課題: can と could の解説文を、最後の一文の後から引き継いで書き進める。

ページ抜粋:
==========

法助動詞 can と could

2019年1月

   can ・・・ 事実としての能力や可能性または許可
   could ・・・ (1) can の過去形
        (2) 話し手の主観や仮説による能力や可能性または許可

中学1年生で初めて習う助動詞 can 。
日本人にとって比較的理解しやすい助動詞だが実は結構奥が深い。

can は実際の能力や可能性「〜できる」

can は事実としての能力や実際にあり得る可能性そして許可を意味し
「(実際に)できるよ、可能だよ、あり得るよ、していいよ」という和訳例になる。
否定 cannot = can't は、事実として能力や可能性がないことや許可できないことを表し
「(実際に) できない、可能ではない、あり得ない、してはいけないよ」という和訳例になる。

I can drive anywhere.
私はどこでも運転できる

Susan can translate the letter into Spanish.
スーザンならその手紙をスペイン語に翻訳できるよ

My husband can cook Mexican food.
主人はメキシコ料理を作ることができる

You can be a good player if you keep practicing.
練習を続ければ良いプレーヤーになれるよ。
(練習を続けるという条件なら実際に良いプレーヤーになる可能性があるよ)

This plastic container can be used in a microwave oven.
このプラスチックの入れ物は電子レンジでも使える

I can stop by the store on the way home.

==========

提供資料:
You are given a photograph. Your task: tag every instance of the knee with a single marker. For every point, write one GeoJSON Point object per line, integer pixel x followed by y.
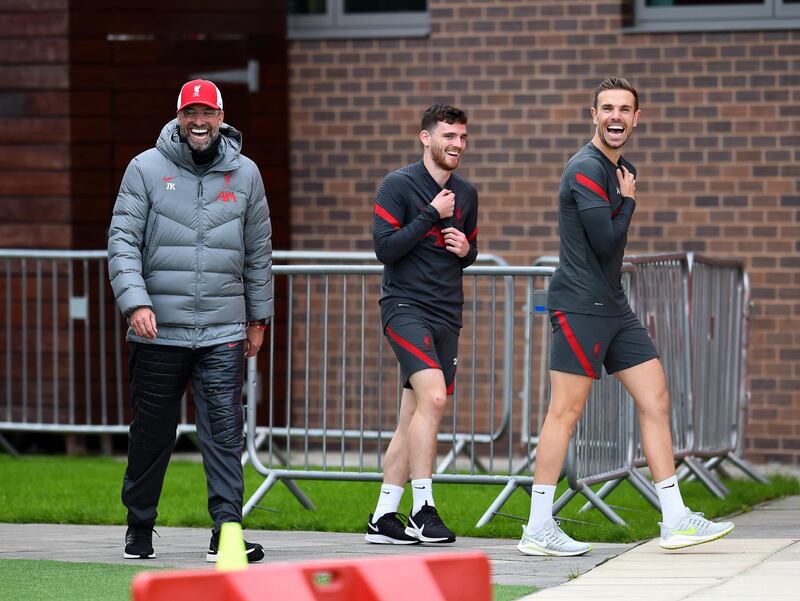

==========

出力結果:
帰りにそのお店に立ち寄ることできるよ

A bear can kill a human.
熊は人を殺すこともある。(実際にあり得る可能性)

Information on the Internet can sometimes confuse people.
インターネットの情報は人々を混乱させることもある。

Words can be a saver or a weapon according to how you use them.
使い方次第で言葉は救世主にもなれば凶器にもなり得る

You can bring your friends to the party.
パーティにあなたの友人を連れてきてもいいよ

You can stay with us for a while.
しばらく私たちのところに滞在していいよ

You can say that again.
全くその通りだ。
※直訳すると「またそれを言っていいよ」となり、強い同意を表す。

I can't speak Thai.
私はタイ語を話せない

I can't go anywhere today.
今日はどこにも行けない

She can't ride a bicycle.
彼女は自転車に乗ることができない

The Euro cannot be accepted at most places in Japan.
日本のほとんどの場所でユーロは使えない

He cannot read financial statements.
彼は財務諸表を読むことができない

Such a silly story can't be true.
そんなバカげた話が本当なわけない

She can't be drunk because she can't drink alcohol.
彼女が酔っ払うはずがない。だって飲めないんだから。

My husband can't cook, but he baked an excellent cake.
夫は料理ができないはずなのに、すごく美味しいケーキを焼いた。

Her dog can't do any tricks, but he shook my hand.
彼女の犬は何も芸ができないはずなのに、私と握手してくれた。

You can't smoke here.
ここではタバコを吸えないよ

You can't walk outside at night in other countries because of danger.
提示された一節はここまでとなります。